**WHAT YOU WILL DO:**
From the material below, pull out each line containing the string "mountain" and copy it in full.
>> Start RECORDS SUPPLIED
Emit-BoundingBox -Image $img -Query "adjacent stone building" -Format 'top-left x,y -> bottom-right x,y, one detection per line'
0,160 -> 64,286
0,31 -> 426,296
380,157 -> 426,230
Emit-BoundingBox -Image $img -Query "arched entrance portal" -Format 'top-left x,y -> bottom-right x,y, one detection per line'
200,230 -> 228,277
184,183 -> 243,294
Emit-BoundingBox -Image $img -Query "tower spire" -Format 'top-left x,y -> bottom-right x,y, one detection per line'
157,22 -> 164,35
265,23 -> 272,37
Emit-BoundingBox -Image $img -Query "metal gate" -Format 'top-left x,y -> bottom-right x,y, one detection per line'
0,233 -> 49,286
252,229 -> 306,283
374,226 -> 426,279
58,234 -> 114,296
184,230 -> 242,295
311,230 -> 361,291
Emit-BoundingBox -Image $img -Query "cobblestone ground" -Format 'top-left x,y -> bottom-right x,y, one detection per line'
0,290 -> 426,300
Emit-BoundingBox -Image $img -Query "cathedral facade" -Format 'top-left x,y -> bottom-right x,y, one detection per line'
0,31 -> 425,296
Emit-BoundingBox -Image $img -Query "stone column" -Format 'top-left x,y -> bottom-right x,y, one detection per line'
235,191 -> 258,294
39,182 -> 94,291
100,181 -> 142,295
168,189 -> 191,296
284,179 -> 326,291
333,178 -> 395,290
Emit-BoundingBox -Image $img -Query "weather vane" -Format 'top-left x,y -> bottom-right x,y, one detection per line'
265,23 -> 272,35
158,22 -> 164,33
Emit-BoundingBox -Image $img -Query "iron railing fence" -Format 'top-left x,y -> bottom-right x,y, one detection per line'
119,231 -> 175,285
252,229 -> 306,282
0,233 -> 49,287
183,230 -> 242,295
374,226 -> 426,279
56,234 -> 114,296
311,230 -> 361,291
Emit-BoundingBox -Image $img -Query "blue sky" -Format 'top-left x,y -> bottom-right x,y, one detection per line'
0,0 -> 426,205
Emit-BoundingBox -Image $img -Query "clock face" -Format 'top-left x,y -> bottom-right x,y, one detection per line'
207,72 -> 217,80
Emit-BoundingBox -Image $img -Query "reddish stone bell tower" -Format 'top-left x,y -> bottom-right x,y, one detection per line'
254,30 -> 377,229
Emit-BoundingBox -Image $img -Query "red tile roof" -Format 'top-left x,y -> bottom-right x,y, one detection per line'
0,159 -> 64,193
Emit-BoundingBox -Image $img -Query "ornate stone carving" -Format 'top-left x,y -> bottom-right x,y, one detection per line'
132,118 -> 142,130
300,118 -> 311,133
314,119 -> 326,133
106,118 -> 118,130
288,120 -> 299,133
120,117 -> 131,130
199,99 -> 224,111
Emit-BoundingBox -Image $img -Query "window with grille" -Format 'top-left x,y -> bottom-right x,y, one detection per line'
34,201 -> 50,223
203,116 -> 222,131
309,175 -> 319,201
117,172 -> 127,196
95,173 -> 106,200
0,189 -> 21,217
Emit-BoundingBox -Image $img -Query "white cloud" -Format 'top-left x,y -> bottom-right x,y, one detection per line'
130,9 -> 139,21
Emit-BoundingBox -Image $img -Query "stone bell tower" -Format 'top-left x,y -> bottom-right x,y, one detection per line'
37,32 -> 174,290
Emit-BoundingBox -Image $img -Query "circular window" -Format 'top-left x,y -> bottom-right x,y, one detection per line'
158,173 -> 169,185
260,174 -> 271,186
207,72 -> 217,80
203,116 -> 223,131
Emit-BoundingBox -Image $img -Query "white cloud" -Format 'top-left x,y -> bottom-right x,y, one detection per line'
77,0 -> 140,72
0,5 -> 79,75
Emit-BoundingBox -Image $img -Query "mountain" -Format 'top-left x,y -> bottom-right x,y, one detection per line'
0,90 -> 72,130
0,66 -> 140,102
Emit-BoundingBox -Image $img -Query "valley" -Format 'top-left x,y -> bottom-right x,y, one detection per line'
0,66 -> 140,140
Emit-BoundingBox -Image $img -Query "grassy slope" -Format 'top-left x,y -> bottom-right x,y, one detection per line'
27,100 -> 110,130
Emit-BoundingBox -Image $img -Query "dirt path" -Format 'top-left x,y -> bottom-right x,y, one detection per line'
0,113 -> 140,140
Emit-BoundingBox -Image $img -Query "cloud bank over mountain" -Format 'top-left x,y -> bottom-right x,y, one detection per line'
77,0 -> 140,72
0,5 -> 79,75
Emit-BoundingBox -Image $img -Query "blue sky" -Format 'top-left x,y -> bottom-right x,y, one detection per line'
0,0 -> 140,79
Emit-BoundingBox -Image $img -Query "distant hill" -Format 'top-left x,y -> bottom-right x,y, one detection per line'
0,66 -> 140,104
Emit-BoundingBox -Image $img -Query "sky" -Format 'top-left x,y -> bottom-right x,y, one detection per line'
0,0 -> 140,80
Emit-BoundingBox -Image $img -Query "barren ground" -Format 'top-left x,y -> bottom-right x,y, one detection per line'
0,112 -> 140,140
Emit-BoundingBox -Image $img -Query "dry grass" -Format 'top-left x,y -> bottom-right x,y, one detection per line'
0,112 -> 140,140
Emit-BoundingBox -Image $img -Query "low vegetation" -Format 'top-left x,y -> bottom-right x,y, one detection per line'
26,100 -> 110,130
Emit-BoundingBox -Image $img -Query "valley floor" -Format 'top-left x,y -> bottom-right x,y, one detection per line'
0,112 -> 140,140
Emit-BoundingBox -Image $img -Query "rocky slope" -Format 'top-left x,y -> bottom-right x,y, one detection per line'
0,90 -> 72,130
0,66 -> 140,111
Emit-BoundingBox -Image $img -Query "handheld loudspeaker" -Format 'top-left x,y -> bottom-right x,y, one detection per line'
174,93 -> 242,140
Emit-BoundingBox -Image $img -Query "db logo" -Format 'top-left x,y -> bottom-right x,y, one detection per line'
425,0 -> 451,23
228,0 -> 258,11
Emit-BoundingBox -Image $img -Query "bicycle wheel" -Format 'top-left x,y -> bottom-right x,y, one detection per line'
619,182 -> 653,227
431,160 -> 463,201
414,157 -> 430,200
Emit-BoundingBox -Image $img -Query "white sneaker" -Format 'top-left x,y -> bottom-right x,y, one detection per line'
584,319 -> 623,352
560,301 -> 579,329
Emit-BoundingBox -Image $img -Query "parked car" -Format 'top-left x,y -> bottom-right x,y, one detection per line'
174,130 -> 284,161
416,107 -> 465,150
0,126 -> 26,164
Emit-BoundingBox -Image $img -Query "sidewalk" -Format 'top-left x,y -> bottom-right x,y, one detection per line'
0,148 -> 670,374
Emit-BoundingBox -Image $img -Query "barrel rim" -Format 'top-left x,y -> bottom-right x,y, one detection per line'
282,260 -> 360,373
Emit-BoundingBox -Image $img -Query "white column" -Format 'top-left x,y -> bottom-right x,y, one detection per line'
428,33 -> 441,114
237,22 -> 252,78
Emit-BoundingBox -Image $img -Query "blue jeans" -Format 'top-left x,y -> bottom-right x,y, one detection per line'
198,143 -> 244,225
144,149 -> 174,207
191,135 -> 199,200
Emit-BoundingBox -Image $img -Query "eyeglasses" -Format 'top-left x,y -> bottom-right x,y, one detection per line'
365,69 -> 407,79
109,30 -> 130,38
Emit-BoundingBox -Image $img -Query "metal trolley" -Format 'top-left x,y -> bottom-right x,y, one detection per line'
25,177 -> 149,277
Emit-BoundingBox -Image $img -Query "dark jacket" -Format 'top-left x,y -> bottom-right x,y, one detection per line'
>> End RECORDS SUPPLIED
**FULL OUTPUT:**
Emit-BoundingBox -Image $img -Query "mountain" -Format 'top-left x,y -> bottom-right x,y, one detection per line'
Emit-BoundingBox -Image $img -Query "cloud bank over mountain" -Format 'top-left x,y -> bottom-right x,y, one detection per line'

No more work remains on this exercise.